TRY IT: In the passage about the Senate inquiry report, quote the stretch from "Many of the" through "medicinal cannabis‘ overseas.".

The full Report can be downloaded here. Links to its various Chapters are included within below text.
In the course of the Public Inquiry into the Regulator of Medicinal Cannabis Bill 2014, the Senate’s Legal and Constitutional Affairs Legislation Committee, tasked with investigating the matter, received in excess of 200 Public Submissions and took evidence from over forty witnesses over the course of three days at the tail-end of March 2015.
The resulting document, which included the Committee’s Final Recommendations, was a model of diplomacy, reportage, impartiality, comprehensiveness and research.
Many of the submissions were quoted directly, all had clearly been meticulously considered. Points raised by the witnesses too had been assimilated and taken into account.
Its 98 pages included Appendices [One] and [Two] relating to various aspects of the Inquiry plus a useful canter through ‘Medicinal cannabis across the globe‘ giving an’overview of currently deployed modes of patient access and supply of medicinal cannabis‘ overseas.
In its five chapters it described (in Chapter One) how the the Inquiry had worked then (in Chapter Two) background issues such as some general points about the medicinal uses of cannabis and its regulation at that time, State and territory initiatives that were also happening even as the Inquiry progressed and regulatory approaches in other countries.
Chapter Three and Chapter Four considered the Bill itself including its key provisions, responsibilities of the new, single purpose Regulator it was proposing, how such body might be established and what powers it may have then explored major issues the Inquiry had highlighted and issues about Australia’s then approach to the drug.

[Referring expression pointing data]
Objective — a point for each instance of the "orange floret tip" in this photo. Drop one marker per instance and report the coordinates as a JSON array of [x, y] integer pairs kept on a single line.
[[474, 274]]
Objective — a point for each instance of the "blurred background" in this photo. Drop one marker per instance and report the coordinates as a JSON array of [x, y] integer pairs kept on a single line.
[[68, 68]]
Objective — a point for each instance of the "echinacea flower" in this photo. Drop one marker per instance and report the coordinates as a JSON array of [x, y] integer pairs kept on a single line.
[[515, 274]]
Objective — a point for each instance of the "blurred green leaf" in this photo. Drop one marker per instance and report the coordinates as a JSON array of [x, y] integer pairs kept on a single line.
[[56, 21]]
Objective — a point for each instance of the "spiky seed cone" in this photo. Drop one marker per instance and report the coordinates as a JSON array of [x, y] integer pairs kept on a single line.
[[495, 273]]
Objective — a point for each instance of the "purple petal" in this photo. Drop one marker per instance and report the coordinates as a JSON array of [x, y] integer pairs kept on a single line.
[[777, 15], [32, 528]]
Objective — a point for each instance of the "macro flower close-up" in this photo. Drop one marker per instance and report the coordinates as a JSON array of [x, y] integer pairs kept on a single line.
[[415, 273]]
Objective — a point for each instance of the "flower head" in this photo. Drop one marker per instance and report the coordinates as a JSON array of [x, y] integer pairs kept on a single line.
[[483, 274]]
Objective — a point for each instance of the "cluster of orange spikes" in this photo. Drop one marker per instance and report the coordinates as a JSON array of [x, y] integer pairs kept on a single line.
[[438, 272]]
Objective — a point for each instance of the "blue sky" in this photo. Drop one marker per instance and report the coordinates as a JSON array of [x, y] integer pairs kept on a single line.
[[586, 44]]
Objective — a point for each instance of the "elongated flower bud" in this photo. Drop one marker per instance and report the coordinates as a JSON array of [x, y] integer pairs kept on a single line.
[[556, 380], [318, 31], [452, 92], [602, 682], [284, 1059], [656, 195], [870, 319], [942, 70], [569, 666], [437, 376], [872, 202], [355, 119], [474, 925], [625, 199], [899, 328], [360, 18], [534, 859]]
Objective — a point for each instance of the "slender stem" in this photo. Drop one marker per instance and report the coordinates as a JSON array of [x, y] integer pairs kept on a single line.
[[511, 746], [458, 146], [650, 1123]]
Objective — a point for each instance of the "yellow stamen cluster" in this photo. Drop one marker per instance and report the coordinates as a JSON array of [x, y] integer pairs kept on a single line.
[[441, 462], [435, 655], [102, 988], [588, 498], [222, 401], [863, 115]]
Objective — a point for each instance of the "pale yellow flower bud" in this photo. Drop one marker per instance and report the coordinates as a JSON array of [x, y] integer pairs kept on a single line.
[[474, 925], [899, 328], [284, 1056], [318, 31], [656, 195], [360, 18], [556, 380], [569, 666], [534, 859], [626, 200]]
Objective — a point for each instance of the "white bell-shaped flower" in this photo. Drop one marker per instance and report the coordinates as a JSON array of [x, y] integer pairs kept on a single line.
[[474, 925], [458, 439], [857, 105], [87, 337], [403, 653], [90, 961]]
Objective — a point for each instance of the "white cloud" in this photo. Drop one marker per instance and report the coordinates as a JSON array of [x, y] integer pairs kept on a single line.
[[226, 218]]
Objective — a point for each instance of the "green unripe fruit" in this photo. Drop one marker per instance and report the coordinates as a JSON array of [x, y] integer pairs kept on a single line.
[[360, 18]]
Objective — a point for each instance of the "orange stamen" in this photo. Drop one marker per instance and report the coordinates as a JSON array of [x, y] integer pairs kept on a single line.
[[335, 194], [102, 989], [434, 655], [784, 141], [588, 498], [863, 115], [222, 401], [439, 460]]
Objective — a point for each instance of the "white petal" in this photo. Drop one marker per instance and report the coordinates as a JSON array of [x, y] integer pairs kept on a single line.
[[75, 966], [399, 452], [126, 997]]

ANSWER FOR THIS EXERCISE:
Many of the submissions were quoted directly, all had clearly been meticulously considered. Points raised by the witnesses too had been assimilated and taken into account.
Its 98 pages included Appendices [One] and [Two] relating to various aspects of the Inquiry plus a useful canter through ‘Medicinal cannabis across the globe‘ giving an’overview of currently deployed modes of patient access and supply of medicinal cannabis‘ overseas.